Your goal: Only the lines from the one with "Per instance of the cow's hoof, set" onward are wanted, through the last line of the entries, set down exactly.
──────────
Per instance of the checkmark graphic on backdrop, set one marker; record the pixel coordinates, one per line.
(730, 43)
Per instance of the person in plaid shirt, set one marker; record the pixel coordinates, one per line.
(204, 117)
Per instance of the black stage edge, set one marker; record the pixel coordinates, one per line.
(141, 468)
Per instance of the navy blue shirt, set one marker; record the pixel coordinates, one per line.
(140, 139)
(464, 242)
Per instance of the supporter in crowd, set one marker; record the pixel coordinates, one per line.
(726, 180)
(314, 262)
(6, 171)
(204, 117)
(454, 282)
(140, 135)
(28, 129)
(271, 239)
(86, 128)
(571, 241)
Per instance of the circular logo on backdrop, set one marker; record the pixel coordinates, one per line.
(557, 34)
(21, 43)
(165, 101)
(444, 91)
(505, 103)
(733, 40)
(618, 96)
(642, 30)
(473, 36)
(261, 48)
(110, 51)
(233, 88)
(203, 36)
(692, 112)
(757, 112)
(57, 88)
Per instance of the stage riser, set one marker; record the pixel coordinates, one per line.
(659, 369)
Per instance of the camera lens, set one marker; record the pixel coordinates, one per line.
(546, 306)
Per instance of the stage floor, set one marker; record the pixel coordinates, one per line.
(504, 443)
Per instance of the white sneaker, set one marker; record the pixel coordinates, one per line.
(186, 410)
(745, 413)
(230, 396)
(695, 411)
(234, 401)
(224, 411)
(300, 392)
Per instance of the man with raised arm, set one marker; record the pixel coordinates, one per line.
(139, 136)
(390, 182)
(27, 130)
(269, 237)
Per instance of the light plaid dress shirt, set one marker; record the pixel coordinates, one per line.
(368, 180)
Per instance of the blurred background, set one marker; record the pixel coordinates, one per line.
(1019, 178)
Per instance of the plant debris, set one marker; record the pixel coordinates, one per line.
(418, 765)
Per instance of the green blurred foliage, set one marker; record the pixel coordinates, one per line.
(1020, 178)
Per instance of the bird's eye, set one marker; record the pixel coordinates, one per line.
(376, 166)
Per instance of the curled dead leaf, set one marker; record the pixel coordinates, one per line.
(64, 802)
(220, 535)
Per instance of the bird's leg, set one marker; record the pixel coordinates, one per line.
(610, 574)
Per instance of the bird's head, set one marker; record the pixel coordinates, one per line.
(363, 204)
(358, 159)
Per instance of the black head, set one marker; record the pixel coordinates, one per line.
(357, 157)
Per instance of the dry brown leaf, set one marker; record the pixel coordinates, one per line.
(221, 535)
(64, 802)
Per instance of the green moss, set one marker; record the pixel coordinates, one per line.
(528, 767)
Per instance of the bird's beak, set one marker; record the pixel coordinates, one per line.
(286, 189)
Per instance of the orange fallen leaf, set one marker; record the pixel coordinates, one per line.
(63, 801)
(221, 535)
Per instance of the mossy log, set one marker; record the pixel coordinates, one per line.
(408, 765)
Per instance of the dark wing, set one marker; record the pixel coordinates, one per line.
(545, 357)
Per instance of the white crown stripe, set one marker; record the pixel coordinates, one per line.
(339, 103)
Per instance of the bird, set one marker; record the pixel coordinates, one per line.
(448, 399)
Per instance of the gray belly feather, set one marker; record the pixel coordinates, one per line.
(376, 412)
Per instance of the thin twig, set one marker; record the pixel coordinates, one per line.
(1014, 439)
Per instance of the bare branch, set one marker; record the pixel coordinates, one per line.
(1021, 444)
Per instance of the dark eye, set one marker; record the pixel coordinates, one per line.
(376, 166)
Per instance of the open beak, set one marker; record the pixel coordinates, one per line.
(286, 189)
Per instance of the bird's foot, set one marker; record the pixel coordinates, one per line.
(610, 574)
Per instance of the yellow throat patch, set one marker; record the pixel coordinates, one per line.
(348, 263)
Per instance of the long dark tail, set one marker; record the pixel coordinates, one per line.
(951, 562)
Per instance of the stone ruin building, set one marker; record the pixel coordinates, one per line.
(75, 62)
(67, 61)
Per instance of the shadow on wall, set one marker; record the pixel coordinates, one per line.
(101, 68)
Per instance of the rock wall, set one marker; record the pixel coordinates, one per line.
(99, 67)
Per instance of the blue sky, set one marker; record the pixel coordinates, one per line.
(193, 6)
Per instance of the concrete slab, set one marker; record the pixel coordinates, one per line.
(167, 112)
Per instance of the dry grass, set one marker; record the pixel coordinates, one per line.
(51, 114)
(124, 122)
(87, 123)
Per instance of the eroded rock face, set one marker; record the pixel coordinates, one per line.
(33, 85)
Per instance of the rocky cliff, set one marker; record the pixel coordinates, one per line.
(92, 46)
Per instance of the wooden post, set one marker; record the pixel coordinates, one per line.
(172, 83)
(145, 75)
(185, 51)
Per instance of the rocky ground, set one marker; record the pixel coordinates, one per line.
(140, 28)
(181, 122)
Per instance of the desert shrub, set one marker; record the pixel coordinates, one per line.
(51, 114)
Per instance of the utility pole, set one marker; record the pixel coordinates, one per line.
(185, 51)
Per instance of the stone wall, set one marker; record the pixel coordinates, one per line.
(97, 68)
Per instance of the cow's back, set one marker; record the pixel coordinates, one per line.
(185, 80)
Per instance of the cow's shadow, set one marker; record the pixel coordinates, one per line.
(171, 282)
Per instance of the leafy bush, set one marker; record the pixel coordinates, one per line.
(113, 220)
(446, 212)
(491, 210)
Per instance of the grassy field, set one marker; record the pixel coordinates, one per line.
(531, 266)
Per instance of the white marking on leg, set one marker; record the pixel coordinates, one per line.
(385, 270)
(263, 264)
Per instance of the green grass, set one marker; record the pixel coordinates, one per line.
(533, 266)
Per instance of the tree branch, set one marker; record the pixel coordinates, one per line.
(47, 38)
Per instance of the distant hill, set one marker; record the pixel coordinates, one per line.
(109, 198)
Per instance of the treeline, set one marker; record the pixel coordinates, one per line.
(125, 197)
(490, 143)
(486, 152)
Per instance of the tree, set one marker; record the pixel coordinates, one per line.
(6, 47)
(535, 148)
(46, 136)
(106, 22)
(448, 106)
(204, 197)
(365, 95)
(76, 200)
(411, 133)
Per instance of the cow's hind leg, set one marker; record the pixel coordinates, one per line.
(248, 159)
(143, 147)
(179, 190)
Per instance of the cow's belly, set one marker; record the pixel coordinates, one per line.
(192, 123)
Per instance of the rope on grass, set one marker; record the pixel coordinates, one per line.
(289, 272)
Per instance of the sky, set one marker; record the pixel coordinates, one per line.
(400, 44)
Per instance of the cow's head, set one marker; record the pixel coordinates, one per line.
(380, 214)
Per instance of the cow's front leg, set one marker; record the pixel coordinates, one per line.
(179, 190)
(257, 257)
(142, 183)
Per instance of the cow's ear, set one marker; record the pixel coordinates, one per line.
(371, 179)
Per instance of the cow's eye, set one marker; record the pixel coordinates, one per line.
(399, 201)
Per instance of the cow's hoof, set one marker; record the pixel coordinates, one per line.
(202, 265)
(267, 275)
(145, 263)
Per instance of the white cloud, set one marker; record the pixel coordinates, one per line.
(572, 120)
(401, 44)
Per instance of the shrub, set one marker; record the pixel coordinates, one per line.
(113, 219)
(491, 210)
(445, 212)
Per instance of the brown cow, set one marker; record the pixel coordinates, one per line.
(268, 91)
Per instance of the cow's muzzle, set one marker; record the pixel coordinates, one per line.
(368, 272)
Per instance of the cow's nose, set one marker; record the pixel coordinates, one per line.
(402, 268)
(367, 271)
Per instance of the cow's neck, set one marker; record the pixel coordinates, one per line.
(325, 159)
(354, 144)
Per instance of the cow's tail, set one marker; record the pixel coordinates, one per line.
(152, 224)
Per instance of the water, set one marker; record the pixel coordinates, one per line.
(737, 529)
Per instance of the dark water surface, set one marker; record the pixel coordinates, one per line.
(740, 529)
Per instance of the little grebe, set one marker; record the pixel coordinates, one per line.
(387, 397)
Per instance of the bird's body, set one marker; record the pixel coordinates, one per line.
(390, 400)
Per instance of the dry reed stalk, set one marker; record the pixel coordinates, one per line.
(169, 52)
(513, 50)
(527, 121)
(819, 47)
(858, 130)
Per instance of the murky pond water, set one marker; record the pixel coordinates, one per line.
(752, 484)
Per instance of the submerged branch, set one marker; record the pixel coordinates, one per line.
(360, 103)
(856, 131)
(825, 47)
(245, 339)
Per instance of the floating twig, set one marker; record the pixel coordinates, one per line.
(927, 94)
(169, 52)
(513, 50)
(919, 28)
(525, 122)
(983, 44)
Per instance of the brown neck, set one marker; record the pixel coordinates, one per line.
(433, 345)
──────────
Answer below:
Per instance of the cow's hoof, set one marker; record the pixel coordinates, one per line.
(202, 265)
(267, 275)
(145, 263)
Per instance of the white cloud, set one marker; record the pixel coordinates, one per line.
(572, 120)
(401, 44)
Per instance of the shrub, set one marker; record the pixel coordinates, one per line.
(113, 219)
(491, 210)
(445, 212)
Per instance of the brown cow, set one marker; record the pixel coordinates, one per line.
(268, 91)
Per instance of the cow's muzzle, set one marker; record the pixel coordinates, one per line.
(368, 272)
Per instance of the cow's nose, set one marker; record the pixel coordinates, one per line.
(402, 268)
(367, 271)
Per instance of the cow's neck, set one marker; record the pixel coordinates, one per line.
(325, 159)
(354, 144)
Per instance of the cow's tail, set one marker; record the pixel coordinates, one per line.
(152, 224)
Per instance of the water, set one marker; record the pixel coordinates, one per line.
(737, 529)
Per instance of the dark water surface, set one marker; record the pixel coordinates, one per line.
(740, 529)
Per instance of the little grebe, set one marker; record the pixel coordinates, one per line.
(387, 397)
Per instance of the bird's body, set one marker; record the pixel coordinates, one per line.
(390, 400)
Per instance of the dry reed stalk, set one marker; record the pixel coordinates, one per line.
(169, 52)
(513, 50)
(527, 121)
(819, 47)
(858, 130)
Per instance of the murky pond water, set one marker; record the pixel coordinates, one per line.
(752, 484)
Per instance of the submerged branch, set one marker; record the pixel coordinates, one per line.
(360, 103)
(856, 131)
(825, 47)
(245, 339)
Per instance of the floating twig, set one marker; record the pixel coordinates, one per line.
(927, 94)
(169, 52)
(513, 50)
(919, 28)
(525, 122)
(983, 44)
Per instance of the brown neck, set one marker; record the pixel coordinates, one per line.
(433, 345)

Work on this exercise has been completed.